● **Work instructions**: Starting with the first line, output the data exactly through to the end.
○ ○ ○
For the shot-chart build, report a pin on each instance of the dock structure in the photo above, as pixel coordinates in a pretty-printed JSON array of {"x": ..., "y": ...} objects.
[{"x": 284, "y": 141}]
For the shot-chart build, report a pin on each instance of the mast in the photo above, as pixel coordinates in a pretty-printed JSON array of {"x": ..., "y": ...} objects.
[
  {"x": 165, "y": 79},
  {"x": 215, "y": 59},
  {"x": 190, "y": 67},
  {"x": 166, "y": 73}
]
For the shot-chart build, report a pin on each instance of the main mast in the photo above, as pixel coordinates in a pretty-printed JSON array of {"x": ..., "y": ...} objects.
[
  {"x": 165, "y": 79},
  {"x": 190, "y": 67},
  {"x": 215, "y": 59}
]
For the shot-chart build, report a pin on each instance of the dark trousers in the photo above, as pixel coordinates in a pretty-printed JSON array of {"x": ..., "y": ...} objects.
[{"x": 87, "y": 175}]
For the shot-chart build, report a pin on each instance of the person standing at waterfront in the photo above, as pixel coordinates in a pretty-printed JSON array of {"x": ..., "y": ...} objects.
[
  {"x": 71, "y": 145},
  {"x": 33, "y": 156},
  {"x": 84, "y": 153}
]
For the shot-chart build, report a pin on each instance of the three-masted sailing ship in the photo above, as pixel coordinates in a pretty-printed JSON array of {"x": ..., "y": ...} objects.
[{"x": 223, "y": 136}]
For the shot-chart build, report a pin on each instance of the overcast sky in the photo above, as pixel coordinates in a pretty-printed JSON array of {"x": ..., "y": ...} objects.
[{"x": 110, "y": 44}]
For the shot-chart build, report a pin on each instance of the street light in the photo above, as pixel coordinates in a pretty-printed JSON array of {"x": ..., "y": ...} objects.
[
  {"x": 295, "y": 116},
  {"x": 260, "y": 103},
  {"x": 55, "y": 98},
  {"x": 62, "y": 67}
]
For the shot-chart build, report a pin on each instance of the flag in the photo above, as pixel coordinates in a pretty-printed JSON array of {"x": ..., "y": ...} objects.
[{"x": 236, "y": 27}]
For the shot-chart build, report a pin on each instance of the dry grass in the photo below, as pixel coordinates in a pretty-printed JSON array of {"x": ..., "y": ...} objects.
○ ○ ○
● **Response below**:
For the shot-chart build, report a pin on each instance of the dock structure in the photo above, as pixel coordinates in a pretty-printed JSON array of {"x": ..., "y": ...} objects.
[{"x": 284, "y": 141}]
For the shot-chart build, report a pin on each instance of the mast in the photo above, as pixel coordinates in a pretty-printed JSON array of {"x": ..., "y": ...} objects.
[
  {"x": 165, "y": 79},
  {"x": 215, "y": 59},
  {"x": 190, "y": 67},
  {"x": 166, "y": 73}
]
For the shot-chart build, report a pin on each instance of the main mast in the photo above, as pixel coordinates in a pretty-printed JSON array of {"x": ..., "y": ...} objects.
[
  {"x": 165, "y": 79},
  {"x": 190, "y": 67},
  {"x": 215, "y": 59}
]
For the shot-chart build, report a pin on each instance of the dark trousers in the photo above, as pixel coordinates in a pretty-printed JSON array of {"x": ..., "y": ...} objects.
[{"x": 87, "y": 175}]
For the shot-chart build, report a pin on each instance of the person standing at waterfront in the photo above, as pixel coordinates in a pretty-printed JSON array of {"x": ..., "y": ...} objects.
[
  {"x": 71, "y": 145},
  {"x": 33, "y": 156},
  {"x": 84, "y": 153}
]
For the shot-chart build, report a pin on each instance of the three-masted sailing ship in the photo above, as pixel coordinates in a pretty-printed JSON array of {"x": ..., "y": ...} objects.
[{"x": 223, "y": 136}]
For the shot-chart build, report a pin on each instance of the overcast sky in the photo above, as pixel coordinates in a pretty-printed JSON array of {"x": ..., "y": ...} objects.
[{"x": 110, "y": 44}]
For the shot-chart build, report a pin on each instance of the street light in the photo above, as pixel coordinates in a pretty-printed JSON array of {"x": ..., "y": ...} objects.
[
  {"x": 295, "y": 116},
  {"x": 260, "y": 103},
  {"x": 55, "y": 98},
  {"x": 62, "y": 67}
]
For the shot-chart build, report a pin on each instance of the flag in the photo above, as pixel coordinates in a pretty-printed JSON array of {"x": ..., "y": ...} objects.
[{"x": 236, "y": 27}]
For the shot-chart build, report a pin on each instance of the dry grass in the photo below, as pixel coordinates in a pretty-printed JSON array of {"x": ..., "y": ...} objects.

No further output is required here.